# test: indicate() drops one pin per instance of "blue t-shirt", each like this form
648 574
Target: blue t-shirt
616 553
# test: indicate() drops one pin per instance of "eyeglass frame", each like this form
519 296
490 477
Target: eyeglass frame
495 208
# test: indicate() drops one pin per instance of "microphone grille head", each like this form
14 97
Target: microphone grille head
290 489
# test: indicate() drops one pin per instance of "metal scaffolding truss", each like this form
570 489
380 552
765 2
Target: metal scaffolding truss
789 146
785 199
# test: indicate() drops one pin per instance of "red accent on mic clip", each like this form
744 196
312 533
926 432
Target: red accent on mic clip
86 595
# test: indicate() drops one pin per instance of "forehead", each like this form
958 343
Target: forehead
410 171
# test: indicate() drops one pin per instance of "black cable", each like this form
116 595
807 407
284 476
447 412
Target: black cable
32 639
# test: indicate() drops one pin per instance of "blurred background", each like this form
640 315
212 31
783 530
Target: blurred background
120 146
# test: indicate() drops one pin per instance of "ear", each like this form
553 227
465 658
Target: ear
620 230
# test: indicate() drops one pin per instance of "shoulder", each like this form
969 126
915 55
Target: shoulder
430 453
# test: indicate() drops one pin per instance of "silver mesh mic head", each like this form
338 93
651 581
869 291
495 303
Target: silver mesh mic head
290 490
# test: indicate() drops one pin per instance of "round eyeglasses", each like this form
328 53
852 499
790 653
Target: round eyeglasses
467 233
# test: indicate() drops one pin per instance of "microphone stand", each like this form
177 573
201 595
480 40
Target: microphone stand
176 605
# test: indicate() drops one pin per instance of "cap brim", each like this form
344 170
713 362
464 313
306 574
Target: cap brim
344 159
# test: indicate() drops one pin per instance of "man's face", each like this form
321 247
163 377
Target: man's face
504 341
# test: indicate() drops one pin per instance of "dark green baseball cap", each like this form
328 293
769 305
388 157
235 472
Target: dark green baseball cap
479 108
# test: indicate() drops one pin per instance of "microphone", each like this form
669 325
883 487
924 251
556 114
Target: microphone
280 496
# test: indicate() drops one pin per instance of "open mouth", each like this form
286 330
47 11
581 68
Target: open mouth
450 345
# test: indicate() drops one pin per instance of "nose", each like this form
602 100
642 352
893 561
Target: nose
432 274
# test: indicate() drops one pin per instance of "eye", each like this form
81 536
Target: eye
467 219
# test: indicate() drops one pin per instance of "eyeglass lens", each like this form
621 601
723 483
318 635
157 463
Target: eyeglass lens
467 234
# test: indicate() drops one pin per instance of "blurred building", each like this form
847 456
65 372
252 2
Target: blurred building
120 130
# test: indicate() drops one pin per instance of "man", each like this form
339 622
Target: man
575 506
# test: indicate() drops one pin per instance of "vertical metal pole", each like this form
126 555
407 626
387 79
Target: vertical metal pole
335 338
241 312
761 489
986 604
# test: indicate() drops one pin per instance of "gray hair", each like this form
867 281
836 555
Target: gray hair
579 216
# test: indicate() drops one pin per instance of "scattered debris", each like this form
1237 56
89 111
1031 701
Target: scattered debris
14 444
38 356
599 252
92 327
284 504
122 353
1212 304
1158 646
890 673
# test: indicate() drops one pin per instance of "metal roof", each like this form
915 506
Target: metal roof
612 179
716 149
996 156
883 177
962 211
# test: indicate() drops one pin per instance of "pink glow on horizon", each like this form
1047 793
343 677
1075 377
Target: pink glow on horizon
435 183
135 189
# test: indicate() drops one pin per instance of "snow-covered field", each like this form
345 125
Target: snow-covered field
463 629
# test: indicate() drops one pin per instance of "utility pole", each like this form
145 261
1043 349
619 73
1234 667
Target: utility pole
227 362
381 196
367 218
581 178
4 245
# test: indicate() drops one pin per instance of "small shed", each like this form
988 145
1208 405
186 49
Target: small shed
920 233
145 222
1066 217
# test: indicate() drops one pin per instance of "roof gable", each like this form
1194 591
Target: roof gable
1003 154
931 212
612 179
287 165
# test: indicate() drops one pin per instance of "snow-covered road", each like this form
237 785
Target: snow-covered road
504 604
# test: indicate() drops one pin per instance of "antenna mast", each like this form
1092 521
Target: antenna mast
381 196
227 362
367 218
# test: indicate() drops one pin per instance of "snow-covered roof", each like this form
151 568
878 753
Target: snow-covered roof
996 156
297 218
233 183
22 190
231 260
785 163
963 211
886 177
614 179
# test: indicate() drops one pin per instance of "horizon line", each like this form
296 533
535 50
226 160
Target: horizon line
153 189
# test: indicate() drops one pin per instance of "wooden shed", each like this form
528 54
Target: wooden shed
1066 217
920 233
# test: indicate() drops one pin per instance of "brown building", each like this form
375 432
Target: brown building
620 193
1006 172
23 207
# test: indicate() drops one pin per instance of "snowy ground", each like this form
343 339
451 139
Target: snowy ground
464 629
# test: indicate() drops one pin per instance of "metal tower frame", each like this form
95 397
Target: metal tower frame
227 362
##########
§ **Exercise goal**: Exactly reproduce every line found in the records.

§ **Output of the task**:
# test: indicate() drops one pin per instance of "blue t-shirt", each like this form
648 574
Target: blue t-shirt
616 553
# test: indicate() drops one pin per instance of "eyeglass frame", each like this form
519 296
490 477
Target: eyeglass frame
495 208
# test: indicate() drops one pin per instance of "microphone grille head", each like this form
14 97
Target: microphone grille head
290 489
# test: indicate() drops one pin per instance of "metal scaffolding truss", each like this form
570 489
380 552
765 2
Target: metal scaffolding truss
789 146
785 199
# test: indicate() drops one pin per instance of "red accent on mic clip", each like this form
744 196
312 533
926 432
Target: red accent on mic clip
86 595
# test: indicate() drops one pin per instance of "forehead", each like this form
958 343
Target: forehead
410 171
# test: indicate() drops one pin per instance of "black cable", each like this form
116 595
807 407
284 476
447 412
Target: black cable
32 639
# test: indicate() drops one pin per instance of "blurred background", each like this form
640 315
212 31
783 530
Target: blurred background
120 146
# test: indicate() drops one pin per instance of "ear", each like this form
553 227
465 658
Target: ear
620 230
# test: indicate() drops one pin per instance of "shoulder", each like this form
969 126
915 55
Target: shoulder
430 453
# test: indicate() drops one pin per instance of "silver mesh mic head", each like this form
338 93
651 581
869 291
495 303
Target: silver mesh mic head
290 490
# test: indicate() drops one pin per instance of "round eyeglasses", each like this form
328 53
852 499
790 653
Target: round eyeglasses
467 233
# test: indicate() drops one pin per instance of "microphone stand", each like this form
177 573
201 595
480 40
Target: microphone stand
176 605
# test: indicate() drops one pin per instance of "cap brim", each like this form
344 170
713 362
464 313
306 574
Target: cap brim
344 159
# test: indicate() drops one pin per instance of "man's face", each like this form
321 247
163 377
Target: man's face
504 341
# test: indicate() drops one pin per instance of "dark green baseball cap", each like this form
328 293
769 305
388 157
235 472
Target: dark green baseball cap
479 108
# test: indicate() drops one pin per instance of "microphone", each like this form
669 325
883 487
924 251
556 114
Target: microphone
280 496
# test: indicate() drops one pin per instance of "open mouth", each like this form
286 330
47 11
581 68
Target: open mouth
450 345
# test: indicate() drops one pin per instance of "nose", each like this form
602 100
642 352
893 561
Target: nose
432 274
# test: indicate() drops one pin per instance of "eye", each like this form
81 536
Target: eye
467 219
# test: indicate() drops one pin per instance of "eyeglass lens", each like this form
621 601
723 483
318 635
157 463
Target: eyeglass lens
467 234
# test: indicate() drops one pin per instance of "blurred building", each like this form
847 456
65 372
252 2
Target: blurred building
120 130
# test: indicate() drops one pin per instance of "man", each like this form
339 622
Target: man
575 506
# test: indicate() drops one pin per instance of "vertical metal pole", each like this form
126 555
407 626
387 79
Target: vertical metal pole
335 338
241 312
761 489
986 604
# test: indicate() drops one pin per instance of "gray hair", each like this form
867 281
836 555
Target: gray hair
579 216
# test: indicate() drops one pin per instance of "scattered debris", each like this form
1237 56
89 111
1031 701
Target: scattered debris
14 444
38 356
599 252
92 327
284 504
122 353
1212 304
1158 646
890 673
# test: indicate() drops one pin per instance of "metal roof", each like this form
915 506
Target: metal roof
612 179
716 149
996 156
883 177
962 211
# test: indicate() drops one pin per instance of "pink glow on horizon", each like this form
1047 793
343 677
1075 377
Target: pink glow on horizon
435 183
135 189
# test: indicate() drops one pin per instance of "snow-covered field", each like this form
345 125
Target: snow-covered field
463 629
# test: indicate() drops one pin per instance of "utility pole", each like this form
145 261
1043 349
619 73
1234 667
Target: utility pole
227 362
381 196
367 218
581 178
4 245
# test: indicate() drops one pin per instance of "small shed", each like this form
988 145
1208 405
186 49
Target: small shed
920 233
145 222
1066 217
# test: indicate() drops one pin per instance of "roof gable", each like this form
1194 591
Target: roof gable
1003 154
931 212
612 179
287 165
# test: indicate() drops one pin per instance of "snow-covered road", each like this form
237 785
Target: snow-covered road
504 604
# test: indicate() drops one pin per instance of "antenna mast", each like this form
1092 521
Target: antenna mast
381 196
227 362
367 218
# test: indicate() drops one pin per instance of "snow-covered roof", each like this form
151 568
878 753
Target: snow-covered roof
996 156
297 218
233 183
22 190
231 260
785 163
963 211
886 177
614 179
# test: indicate() drops one pin per instance of "horizon line", each like this form
296 533
535 50
226 160
Target: horizon line
153 189
# test: indicate() drops one pin per instance of "wooden shed", each like this form
528 54
Target: wooden shed
1066 217
920 233
# test: indicate() drops one pin per instance of "brown building", each like this form
375 432
Target: brown building
620 193
1006 172
23 207
# test: indicate() drops one pin per instance of "snowy ground", each like this form
343 339
451 139
Target: snowy ground
464 629
# test: indicate() drops one pin per instance of "metal tower frame", each like this form
95 397
Target: metal tower frame
227 362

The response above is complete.